** Start **

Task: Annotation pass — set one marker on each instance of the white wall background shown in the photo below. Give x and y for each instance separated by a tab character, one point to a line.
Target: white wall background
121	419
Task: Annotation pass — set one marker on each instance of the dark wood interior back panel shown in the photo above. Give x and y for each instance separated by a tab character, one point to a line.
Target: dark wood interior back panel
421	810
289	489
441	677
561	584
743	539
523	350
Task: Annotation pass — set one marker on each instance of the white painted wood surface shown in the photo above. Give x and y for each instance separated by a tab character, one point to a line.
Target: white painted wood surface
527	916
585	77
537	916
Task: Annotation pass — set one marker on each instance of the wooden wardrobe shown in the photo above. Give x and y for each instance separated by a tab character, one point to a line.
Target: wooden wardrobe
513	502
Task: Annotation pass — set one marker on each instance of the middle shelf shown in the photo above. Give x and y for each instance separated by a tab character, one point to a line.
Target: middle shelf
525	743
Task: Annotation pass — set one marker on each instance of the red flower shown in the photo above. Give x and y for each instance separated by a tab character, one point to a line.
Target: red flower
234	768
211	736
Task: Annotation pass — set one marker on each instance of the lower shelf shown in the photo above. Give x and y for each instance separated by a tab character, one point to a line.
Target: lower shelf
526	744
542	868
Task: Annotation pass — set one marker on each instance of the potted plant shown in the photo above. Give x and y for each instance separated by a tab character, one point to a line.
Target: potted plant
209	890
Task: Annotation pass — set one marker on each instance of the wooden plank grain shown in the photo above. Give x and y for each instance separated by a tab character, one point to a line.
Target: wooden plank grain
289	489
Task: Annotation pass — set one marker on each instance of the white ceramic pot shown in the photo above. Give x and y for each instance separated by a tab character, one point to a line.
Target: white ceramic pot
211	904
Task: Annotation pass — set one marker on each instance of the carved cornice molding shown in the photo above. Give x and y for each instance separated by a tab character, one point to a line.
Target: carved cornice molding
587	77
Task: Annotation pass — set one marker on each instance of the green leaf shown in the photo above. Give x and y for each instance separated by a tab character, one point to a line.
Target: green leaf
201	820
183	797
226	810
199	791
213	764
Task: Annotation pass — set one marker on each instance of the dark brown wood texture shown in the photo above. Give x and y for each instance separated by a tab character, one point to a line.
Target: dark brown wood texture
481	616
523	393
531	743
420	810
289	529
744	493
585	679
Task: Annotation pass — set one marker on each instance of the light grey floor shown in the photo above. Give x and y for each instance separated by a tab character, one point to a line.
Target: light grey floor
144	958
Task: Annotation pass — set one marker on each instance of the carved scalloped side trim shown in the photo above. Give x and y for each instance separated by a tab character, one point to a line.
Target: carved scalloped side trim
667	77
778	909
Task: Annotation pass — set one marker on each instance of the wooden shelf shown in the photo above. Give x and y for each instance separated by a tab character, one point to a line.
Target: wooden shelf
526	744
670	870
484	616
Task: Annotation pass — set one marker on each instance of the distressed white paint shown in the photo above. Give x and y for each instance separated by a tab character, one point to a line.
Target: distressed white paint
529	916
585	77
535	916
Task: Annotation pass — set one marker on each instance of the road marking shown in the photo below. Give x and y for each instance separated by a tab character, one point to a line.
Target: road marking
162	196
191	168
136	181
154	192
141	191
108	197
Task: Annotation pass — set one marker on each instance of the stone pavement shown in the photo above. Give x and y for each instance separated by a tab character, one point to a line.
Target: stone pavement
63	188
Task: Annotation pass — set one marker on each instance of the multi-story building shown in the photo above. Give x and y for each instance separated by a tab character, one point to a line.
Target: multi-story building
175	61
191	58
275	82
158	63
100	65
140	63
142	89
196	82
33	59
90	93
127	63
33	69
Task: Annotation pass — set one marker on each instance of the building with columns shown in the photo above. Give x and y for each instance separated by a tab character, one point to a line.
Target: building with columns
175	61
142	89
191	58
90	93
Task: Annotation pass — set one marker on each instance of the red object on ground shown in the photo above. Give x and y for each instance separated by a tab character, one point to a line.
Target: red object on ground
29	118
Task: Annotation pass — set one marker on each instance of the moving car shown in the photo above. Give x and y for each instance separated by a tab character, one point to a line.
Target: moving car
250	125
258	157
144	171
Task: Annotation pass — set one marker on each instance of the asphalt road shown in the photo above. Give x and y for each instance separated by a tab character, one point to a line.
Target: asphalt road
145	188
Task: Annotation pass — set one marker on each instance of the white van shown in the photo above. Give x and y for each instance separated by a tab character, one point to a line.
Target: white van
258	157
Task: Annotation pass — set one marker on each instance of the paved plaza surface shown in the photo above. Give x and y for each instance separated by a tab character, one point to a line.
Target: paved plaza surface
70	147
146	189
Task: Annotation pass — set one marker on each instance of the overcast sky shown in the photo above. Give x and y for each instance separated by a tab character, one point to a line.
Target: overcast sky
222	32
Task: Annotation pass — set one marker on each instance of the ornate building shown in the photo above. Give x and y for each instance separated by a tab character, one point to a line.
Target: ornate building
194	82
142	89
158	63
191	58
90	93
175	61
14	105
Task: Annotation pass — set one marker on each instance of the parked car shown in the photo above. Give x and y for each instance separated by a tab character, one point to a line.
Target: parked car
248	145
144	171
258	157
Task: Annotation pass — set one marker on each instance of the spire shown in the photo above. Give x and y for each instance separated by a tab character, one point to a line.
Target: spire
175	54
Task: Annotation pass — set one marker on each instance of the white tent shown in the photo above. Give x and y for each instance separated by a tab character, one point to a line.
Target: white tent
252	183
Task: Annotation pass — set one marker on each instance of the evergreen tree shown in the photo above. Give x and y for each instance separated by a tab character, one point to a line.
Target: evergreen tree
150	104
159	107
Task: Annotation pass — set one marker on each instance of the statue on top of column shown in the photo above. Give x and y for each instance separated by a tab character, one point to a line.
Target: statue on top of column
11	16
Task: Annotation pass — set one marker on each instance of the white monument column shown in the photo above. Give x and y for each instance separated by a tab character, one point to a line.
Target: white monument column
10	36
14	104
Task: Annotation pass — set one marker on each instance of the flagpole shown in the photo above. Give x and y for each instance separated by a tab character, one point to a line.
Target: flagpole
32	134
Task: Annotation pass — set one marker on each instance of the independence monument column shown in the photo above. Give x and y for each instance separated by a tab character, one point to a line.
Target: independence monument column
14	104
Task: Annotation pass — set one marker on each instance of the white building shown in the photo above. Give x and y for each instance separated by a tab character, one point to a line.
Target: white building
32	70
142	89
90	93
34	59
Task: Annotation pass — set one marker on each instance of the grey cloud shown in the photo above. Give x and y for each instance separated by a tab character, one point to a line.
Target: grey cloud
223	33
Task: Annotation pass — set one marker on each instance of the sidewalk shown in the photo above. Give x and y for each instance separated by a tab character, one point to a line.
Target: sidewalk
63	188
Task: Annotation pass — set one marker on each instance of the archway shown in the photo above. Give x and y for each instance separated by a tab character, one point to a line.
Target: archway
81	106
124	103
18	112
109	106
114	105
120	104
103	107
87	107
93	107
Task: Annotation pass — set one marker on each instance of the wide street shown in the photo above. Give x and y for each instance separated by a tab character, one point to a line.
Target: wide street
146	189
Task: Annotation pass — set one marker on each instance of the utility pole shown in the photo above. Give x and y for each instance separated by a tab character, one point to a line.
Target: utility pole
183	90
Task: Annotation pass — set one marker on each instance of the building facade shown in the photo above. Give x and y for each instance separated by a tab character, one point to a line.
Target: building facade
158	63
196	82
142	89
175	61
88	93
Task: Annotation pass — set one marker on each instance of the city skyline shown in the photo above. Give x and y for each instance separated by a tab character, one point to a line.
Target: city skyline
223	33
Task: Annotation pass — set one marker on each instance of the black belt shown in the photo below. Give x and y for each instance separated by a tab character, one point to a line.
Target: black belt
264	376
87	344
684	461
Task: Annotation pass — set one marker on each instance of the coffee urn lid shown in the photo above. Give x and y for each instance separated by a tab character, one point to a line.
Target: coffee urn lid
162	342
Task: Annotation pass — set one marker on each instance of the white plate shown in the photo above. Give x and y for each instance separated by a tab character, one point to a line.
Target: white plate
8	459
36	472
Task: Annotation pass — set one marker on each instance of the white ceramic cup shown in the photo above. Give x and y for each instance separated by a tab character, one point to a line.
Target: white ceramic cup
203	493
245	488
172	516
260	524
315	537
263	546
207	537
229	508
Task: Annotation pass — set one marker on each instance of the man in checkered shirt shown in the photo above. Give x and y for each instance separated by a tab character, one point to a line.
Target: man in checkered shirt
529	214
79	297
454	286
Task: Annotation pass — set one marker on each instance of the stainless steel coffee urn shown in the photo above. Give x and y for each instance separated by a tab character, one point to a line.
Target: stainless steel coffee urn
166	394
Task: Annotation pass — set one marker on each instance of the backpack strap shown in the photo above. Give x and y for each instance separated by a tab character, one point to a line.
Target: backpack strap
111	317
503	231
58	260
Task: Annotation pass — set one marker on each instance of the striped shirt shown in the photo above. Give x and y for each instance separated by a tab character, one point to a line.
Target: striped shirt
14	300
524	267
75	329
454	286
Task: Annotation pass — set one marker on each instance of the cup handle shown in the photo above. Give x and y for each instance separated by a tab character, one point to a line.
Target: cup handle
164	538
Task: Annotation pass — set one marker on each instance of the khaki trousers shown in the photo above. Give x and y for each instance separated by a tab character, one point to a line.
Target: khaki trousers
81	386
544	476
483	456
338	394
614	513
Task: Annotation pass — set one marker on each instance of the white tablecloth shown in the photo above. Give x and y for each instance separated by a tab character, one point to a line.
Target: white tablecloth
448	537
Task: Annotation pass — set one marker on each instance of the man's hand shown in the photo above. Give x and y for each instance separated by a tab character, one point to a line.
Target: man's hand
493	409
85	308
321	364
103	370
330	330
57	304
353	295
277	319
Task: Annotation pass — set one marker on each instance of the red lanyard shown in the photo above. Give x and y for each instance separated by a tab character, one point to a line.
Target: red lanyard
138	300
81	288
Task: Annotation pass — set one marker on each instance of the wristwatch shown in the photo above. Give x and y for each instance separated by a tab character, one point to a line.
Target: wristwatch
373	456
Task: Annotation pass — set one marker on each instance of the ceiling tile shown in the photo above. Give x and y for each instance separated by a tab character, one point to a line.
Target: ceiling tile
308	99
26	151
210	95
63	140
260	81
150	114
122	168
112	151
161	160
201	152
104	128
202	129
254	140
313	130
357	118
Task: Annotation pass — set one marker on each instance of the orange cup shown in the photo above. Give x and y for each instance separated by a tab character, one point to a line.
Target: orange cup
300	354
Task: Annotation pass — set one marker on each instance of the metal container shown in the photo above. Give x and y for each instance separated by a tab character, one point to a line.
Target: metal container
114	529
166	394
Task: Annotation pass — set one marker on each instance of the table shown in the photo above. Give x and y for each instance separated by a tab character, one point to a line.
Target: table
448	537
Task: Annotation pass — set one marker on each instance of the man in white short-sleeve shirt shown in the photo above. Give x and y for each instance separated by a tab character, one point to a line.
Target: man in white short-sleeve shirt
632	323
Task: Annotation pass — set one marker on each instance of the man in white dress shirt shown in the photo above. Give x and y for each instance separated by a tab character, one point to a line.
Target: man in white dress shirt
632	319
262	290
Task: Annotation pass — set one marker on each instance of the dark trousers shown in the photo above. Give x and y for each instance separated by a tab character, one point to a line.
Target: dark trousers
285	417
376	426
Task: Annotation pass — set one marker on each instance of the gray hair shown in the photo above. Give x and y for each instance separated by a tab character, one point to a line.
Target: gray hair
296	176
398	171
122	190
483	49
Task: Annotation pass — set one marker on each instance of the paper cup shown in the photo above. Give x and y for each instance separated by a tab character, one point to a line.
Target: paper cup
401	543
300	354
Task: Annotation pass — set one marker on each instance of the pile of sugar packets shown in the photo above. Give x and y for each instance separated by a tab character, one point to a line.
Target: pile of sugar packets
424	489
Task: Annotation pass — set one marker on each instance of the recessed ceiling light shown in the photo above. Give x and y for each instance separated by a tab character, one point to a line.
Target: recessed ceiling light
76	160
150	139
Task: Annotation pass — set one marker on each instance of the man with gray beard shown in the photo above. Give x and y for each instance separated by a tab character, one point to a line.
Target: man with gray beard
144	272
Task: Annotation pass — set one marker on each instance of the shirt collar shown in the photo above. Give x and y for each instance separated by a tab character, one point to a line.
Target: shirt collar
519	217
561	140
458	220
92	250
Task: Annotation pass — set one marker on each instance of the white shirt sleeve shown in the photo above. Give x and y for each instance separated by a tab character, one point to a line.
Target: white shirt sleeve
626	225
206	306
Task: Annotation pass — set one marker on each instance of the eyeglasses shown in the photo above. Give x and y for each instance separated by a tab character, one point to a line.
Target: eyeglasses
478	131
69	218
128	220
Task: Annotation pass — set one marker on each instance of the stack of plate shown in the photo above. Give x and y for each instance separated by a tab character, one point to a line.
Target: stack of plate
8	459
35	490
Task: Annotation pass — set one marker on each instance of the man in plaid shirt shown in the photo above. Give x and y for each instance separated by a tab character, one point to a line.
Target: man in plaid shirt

** End **

WHAT YOU ARE ASKED TO DO:
Please retype, exactly as written, every line from the line containing "of the recessed" through the last line of the records above, including both of those lines, and nothing else.

RESPONSE:
Task: Annotation pass — set one marker on each instance of the recessed ceiling light shown in the photo above. Give x and y for each instance separated by a tab character, one point to a line.
Target: recessed ceiling light
76	160
150	139
Task: Annotation pass — set one marker on each instance of the man with gray beard shown in the photo above. Give x and y for each instance separated by a tab character, one point to a line.
Target: man with gray beard
144	272
Task: Annotation pass — set one marker on each instance of the shirt collar shown in the photo above. Give x and y for each instance separated by a tab character, one point to a line.
Target: shirt collar
519	217
561	140
458	220
92	250
Task: Annotation pass — set one marker on each instance of the white shirt sleeve shown in the photo above. Give x and y for each instance separated by a tab character, one point to a line.
Target: white shirt sleeve
626	225
206	306
Task: Annotation pass — set one marker on each instance of the eyeglasses shown in the photo above. Give x and y for each instance separated by a tab character, one point to a line.
Target: eyeglasses
478	131
69	218
128	220
Task: Annotation pass — set one marker on each instance of the stack of plate shown in the photo above. Give x and y for each instance separated by a tab character, one point to a line.
Target: stack of plate
8	459
35	490
Task: Annotation pass — set one marker on each instance of the man in plaid shirt shown in the photo above. Give x and y for each instance separated by a tab character, one point to a line.
Target: man in plaid shirt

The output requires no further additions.